- O que se pede -
1 > Segundo o texto sobre a produção de alimentos, quantos litros de água são necessários para produzir 1 kg de carne bovina?
2 > Dê seguimento ao texto sobre a produção de alimentos, começando logo depois da última frase.

++++ Texto citado

Para produzir 1 kg de carne bovina,
por exemplo,
necessitamos de gastar 7 kg de ração
e 15 000 litros de água.
Uma das espécies que eu mais gosto
chama-se a tilápia,
pois é omnívora,
e, portanto, podem ser
alimentadas de tudo,
de minhocas, de cogumelos, de algas.
Além disso, não têm espinhas,
são muito resistentes
e também são muito saborosas.
Pegamos nessa água dos peixes
e cultivamos toda uma série de legumes:
espinafres, saladas, agriões,
tomates, tudo é possível.
O que sobra dessas plantas e as raízes
é dado às nossas galinhas.
O que sobra dessas galinhas,
nomeadamente o estrume das galinhas,
é usado nuns tanques de água
onde criamos lentilhas e algas
que também servem para voltar
a alimentar os peixes.
Tudo isto num sistema recircular
com a água da chuva.
Ou seja, pegamos num edifício abandonado,
ou sem utilidade no momento,
mais água da chuva, mais borras de café,
e conseguimos obter
cogumelos deliciosos,
minhocas e húmus para cultivar
peixe fresco e delicioso
galinhas e ovos
e toda uma série de vegetais.
Toda a gente pode cultivar
em qualquer local
mesmo com pouco espaço.
Portanto, ninguém tem desculpa
para não cultivar.
Podemos utilizar
as chamadas "window farms"
que é um projeto muito interessante
em que apenas com uma bomba de ar
conseguimos alimentar
todo um sistema
que produz mais do que
uma alface por semana.

++++++++
++++ Extrato de dados

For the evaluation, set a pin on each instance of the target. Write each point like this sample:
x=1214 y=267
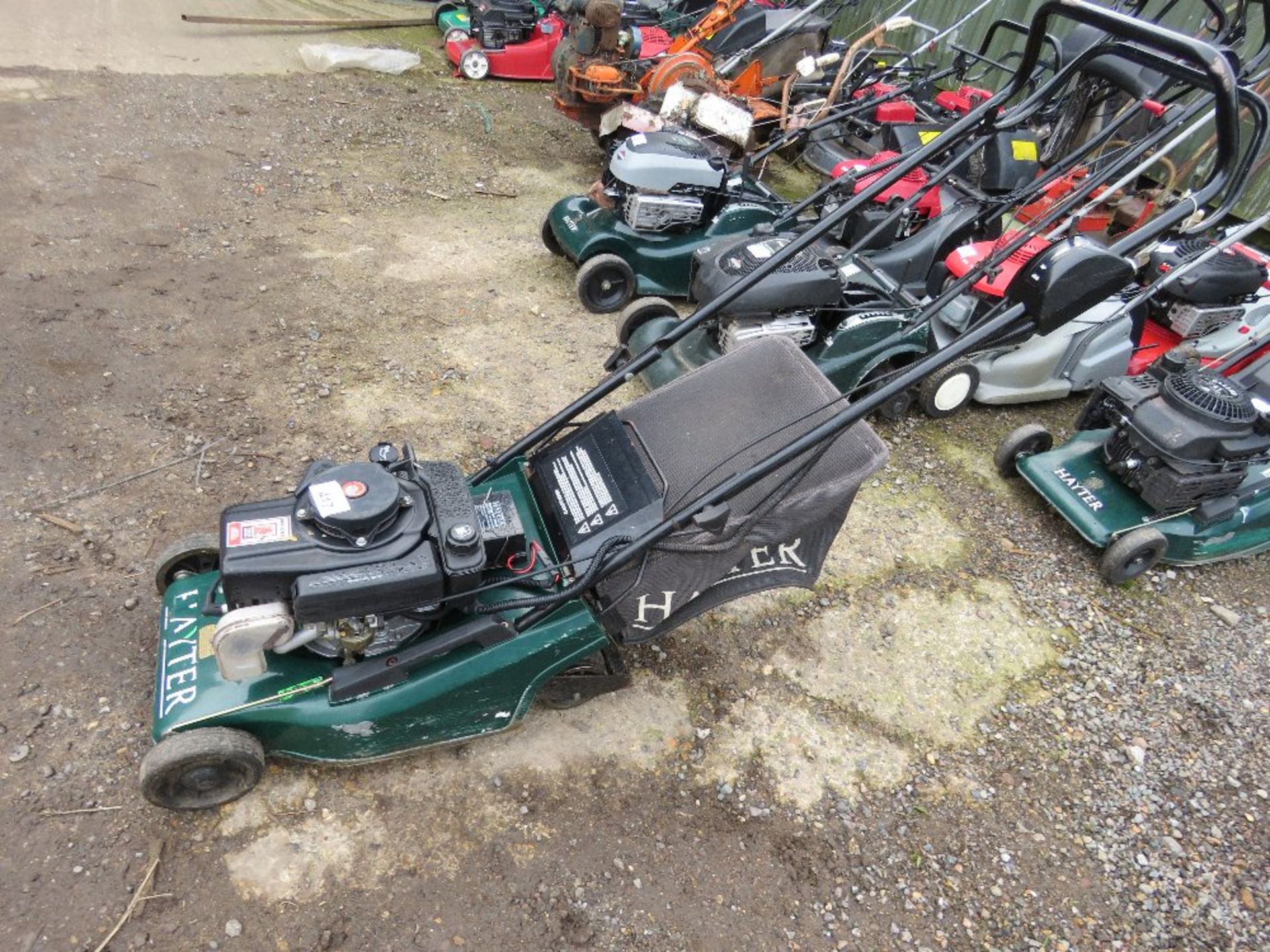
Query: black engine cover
x=1181 y=437
x=1226 y=277
x=808 y=281
x=1066 y=280
x=355 y=539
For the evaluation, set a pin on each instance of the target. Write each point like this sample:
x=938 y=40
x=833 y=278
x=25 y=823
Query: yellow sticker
x=205 y=641
x=1024 y=150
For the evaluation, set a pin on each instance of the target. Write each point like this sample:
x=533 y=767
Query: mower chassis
x=458 y=696
x=661 y=260
x=1074 y=480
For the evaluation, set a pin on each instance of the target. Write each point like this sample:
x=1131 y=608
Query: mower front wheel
x=948 y=390
x=549 y=240
x=606 y=284
x=190 y=555
x=474 y=65
x=1027 y=441
x=639 y=313
x=201 y=768
x=1132 y=555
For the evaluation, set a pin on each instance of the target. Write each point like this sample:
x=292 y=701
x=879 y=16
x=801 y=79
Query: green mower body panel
x=846 y=357
x=659 y=259
x=462 y=695
x=1074 y=479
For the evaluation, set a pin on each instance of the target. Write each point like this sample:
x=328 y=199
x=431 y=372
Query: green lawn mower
x=396 y=603
x=1167 y=466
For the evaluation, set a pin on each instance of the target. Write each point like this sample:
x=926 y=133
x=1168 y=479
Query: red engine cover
x=994 y=285
x=527 y=60
x=929 y=205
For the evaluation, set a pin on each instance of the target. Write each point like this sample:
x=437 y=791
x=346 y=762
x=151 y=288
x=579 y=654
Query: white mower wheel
x=948 y=390
x=474 y=63
x=1028 y=440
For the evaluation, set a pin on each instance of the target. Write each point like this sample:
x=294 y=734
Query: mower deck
x=1100 y=508
x=292 y=709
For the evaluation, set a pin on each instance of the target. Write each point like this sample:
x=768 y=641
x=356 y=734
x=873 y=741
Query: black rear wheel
x=201 y=768
x=606 y=284
x=1028 y=440
x=1132 y=555
x=639 y=313
x=190 y=555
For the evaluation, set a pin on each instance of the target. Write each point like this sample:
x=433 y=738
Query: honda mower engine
x=498 y=23
x=355 y=563
x=1209 y=296
x=1184 y=437
x=665 y=182
x=785 y=305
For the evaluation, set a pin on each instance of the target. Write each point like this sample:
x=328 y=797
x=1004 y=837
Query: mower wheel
x=1028 y=440
x=474 y=63
x=639 y=313
x=190 y=555
x=606 y=284
x=201 y=768
x=550 y=241
x=948 y=390
x=1132 y=555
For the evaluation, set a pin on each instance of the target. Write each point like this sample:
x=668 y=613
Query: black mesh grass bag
x=694 y=434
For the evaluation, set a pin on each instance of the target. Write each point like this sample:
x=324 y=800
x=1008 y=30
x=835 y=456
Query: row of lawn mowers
x=398 y=603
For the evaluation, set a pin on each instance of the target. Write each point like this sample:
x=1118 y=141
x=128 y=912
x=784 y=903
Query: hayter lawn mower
x=1166 y=466
x=394 y=604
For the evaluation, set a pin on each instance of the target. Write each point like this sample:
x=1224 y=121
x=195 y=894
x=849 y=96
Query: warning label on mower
x=582 y=492
x=257 y=532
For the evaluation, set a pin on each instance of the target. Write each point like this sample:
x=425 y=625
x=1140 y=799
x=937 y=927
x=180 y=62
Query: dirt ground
x=960 y=740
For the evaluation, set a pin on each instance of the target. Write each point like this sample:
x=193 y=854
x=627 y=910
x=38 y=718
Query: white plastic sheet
x=328 y=58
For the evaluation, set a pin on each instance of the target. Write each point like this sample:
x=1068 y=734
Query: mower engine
x=665 y=182
x=786 y=305
x=1184 y=437
x=356 y=561
x=499 y=23
x=1209 y=296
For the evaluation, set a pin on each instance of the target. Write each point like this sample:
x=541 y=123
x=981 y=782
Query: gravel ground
x=962 y=739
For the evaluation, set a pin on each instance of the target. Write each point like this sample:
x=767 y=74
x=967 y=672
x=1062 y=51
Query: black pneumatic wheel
x=1028 y=440
x=606 y=284
x=1132 y=555
x=948 y=390
x=201 y=768
x=549 y=240
x=190 y=555
x=639 y=313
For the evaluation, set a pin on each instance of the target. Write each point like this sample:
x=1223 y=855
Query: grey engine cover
x=659 y=161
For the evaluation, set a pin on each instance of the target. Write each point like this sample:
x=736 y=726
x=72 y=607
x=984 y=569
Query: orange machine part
x=675 y=67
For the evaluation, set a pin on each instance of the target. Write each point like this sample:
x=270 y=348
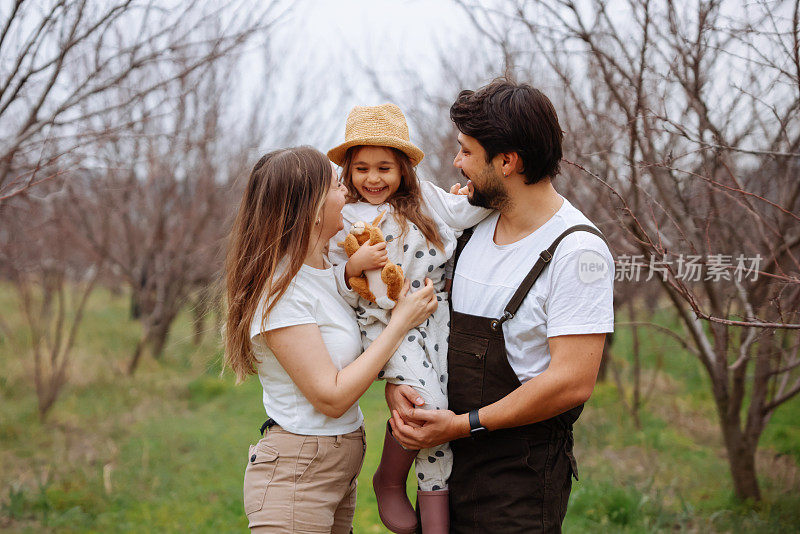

++++++++

- Resultados por tarefa -
1 > São necessários 15 000 litros de água.

2 >
Temos os sistemas verticais
feitos com materiais recicláveis
Poupamos imensa água
e temos grandes taxas de produção.
Podemos cultivar cogumelos
em qualquer local,
numa garagem, debaixo dumas escadas
em todo o lado é possível
cultivar cogumelos
Temos os sistemas aquapónicos
que são escaláveis em tamanho,
desde o mais pequeno
ao sistema médio, ao sistema grande,
tudo pode ser feito.
Estas imagens que veem
são feitas por nós
com materiais que se arranjam facilmente.
Temos os sistemas vermifertilizados.
um dos meus favoritos,
Digam lá se não é fantástico.
São as minhocas que andam na terra
e deixam ficar os nutrientes
para as plantas.
Temos apenas que alimentar o tubo
do meio com resíduos orgânicos
para elas irem lá comer
e voltarem à terra.
Além disso, usamos sempre
a mesma água, o que é muito importante.
Cultivar é uma forma de poder.
O poder de controlar
aquilo que comemos.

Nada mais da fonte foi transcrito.